■ STATED EXERCISE:
Could you copy the records that follow, reproducing every line without any change?

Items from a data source
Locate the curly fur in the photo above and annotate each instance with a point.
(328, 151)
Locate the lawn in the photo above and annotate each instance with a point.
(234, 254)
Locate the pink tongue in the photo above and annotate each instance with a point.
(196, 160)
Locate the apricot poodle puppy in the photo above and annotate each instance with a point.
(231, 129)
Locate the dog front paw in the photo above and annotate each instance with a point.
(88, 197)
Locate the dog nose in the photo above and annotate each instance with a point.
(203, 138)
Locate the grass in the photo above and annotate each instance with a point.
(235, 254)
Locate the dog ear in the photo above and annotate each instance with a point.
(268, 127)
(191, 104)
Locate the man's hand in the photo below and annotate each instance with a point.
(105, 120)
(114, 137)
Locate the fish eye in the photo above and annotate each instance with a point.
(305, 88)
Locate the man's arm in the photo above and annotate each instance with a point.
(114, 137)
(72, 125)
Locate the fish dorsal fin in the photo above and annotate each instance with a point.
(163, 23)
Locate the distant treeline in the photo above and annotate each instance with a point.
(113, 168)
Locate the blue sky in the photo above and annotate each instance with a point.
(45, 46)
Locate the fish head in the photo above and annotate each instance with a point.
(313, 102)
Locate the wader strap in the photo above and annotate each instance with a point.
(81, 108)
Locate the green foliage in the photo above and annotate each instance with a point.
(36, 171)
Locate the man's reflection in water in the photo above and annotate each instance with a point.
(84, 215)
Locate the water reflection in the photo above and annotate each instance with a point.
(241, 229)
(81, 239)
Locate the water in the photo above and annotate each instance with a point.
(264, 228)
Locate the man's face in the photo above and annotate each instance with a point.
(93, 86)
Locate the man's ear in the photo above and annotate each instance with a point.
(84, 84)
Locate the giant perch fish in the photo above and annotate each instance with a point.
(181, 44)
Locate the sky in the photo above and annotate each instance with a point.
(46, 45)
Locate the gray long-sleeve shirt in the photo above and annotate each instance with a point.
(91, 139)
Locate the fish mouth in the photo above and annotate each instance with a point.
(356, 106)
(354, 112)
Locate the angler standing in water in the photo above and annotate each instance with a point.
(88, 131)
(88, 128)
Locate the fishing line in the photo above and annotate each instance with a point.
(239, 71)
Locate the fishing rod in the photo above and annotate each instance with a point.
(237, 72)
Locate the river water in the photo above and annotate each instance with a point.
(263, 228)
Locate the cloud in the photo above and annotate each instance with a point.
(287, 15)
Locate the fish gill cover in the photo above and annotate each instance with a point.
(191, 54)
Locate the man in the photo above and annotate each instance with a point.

■ COMPLETE OUTPUT:
Locate the curly fur in the photo above and annotate each instance with a point.
(328, 151)
Locate the lawn in the photo above and annotate each instance with a point.
(234, 254)
Locate the pink tongue in the photo above and annotate each instance with a point.
(196, 160)
Locate the apricot poodle puppy in the photo above and annotate each instance with a point.
(231, 129)
Locate the dog front paw in the photo above and annotate each instance with a point.
(88, 197)
Locate the dog nose in the photo above and annotate each instance with a point.
(203, 138)
Locate the grass in the photo above and annotate each instance with a point.
(235, 254)
Locate the dog ear in the photo above and annotate each instance with a point.
(268, 127)
(191, 104)
Locate the man's hand in the photo below and annotate each instance with a point.
(105, 120)
(114, 137)
Locate the fish eye in the photo above and annotate each instance with a point.
(305, 88)
Locate the man's arm in the photo above and annotate each instance with a point.
(114, 137)
(72, 125)
Locate the fish dorsal fin in the photo above and annotate each instance with a point.
(163, 23)
Locate the distant treeline in the photo above and annotate each instance with a point.
(113, 168)
Locate the blue sky in the photo above and annotate each instance with a point.
(45, 46)
Locate the fish head in the photo above and annotate each instance with a point.
(313, 102)
Locate the wader strap in the photo above and annotate each instance with a point.
(81, 108)
Locate the green foliage in the photo above and annotate each instance with a point.
(36, 171)
Locate the man's reflection in water in the photo above and annotate each instance with a point.
(84, 215)
Locate the water reflection in the photo above and annotate each instance with a point.
(241, 229)
(81, 239)
Locate the water in the photo above and annotate each instance with a point.
(264, 228)
Locate the man's face in the photo above and annotate each instance with a point.
(93, 86)
Locate the man's ear in the photo above and annotate each instance with a point.
(84, 84)
Locate the giant perch fish in the photo above and annotate each instance with a point.
(181, 44)
Locate the sky in the photo above and annotate each instance with a point.
(46, 45)
Locate the gray long-sleeve shirt in the photo above and annotate each instance with a point.
(91, 139)
Locate the fish mouth in the photo above and annotate each instance with a point.
(356, 106)
(354, 112)
Locate the angler standing in water in the photo above and annotate each instance with a point.
(88, 131)
(88, 128)
Locate the fishing line in the photo above and annotate each instance with a point.
(239, 71)
Locate the fishing rod in the photo above and annotate each instance with a point.
(237, 72)
Locate the river water in the photo above and annotate each instance with a point.
(263, 228)
Locate the cloud in the photo above and annotate each instance with a point.
(287, 15)
Locate the fish gill cover in the photo above and annotate each instance with a point.
(191, 54)
Locate the man in the photo above and annotate each instance with a point.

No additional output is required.